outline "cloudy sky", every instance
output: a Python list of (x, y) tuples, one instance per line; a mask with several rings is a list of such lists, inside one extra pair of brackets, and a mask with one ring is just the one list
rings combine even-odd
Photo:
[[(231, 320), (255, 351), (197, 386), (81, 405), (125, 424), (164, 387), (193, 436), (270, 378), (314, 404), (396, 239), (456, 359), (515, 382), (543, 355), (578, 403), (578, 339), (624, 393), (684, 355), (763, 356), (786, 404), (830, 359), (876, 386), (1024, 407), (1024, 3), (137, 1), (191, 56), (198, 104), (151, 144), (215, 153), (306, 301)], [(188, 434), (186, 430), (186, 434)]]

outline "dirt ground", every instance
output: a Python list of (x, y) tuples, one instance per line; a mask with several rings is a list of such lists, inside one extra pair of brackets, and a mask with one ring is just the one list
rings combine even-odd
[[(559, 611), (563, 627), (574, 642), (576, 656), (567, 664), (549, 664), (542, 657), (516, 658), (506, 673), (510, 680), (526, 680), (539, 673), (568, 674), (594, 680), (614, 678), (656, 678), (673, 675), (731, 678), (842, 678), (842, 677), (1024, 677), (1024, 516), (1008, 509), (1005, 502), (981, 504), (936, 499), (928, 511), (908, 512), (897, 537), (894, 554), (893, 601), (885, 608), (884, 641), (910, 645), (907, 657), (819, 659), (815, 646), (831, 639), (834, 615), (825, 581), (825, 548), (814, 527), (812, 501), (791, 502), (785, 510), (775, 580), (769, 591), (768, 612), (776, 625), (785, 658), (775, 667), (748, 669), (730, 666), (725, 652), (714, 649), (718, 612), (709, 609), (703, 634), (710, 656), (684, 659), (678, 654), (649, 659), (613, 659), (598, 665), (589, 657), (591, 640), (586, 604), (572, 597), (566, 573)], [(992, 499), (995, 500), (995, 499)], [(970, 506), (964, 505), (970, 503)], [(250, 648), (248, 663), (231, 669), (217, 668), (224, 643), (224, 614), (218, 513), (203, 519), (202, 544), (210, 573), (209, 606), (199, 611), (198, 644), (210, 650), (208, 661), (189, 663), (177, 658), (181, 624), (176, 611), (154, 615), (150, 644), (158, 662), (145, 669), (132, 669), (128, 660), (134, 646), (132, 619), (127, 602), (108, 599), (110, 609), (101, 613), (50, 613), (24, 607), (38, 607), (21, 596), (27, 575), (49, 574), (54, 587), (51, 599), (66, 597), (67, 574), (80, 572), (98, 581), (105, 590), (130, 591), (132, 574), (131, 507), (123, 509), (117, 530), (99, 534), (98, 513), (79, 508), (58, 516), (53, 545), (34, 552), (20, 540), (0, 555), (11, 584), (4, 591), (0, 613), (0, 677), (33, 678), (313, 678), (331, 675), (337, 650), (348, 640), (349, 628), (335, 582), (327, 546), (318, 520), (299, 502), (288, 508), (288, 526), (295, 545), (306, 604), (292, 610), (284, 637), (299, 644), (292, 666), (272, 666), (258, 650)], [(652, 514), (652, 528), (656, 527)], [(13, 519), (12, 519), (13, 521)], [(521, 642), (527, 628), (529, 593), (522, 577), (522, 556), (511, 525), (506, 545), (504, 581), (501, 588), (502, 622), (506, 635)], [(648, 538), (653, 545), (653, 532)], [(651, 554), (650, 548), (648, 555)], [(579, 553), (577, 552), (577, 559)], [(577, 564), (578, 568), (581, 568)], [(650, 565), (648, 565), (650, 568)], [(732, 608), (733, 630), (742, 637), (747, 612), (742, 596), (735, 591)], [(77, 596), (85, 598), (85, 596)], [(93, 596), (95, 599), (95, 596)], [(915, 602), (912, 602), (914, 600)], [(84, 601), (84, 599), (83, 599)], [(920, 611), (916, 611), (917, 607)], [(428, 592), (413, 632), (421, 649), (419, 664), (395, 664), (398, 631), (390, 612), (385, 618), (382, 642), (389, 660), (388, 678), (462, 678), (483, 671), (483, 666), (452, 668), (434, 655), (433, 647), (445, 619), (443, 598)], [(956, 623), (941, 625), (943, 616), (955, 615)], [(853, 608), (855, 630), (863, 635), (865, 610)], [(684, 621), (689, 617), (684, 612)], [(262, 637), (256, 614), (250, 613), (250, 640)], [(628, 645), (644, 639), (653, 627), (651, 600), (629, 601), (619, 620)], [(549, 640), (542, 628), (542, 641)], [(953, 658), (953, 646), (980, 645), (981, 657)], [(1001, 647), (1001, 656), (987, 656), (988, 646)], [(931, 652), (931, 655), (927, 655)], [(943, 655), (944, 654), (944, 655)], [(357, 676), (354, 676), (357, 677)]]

##############################

Read through the listing and copy each line in which the word "every" occurs.

outline "cloudy sky", every instance
outline "dirt ground", every instance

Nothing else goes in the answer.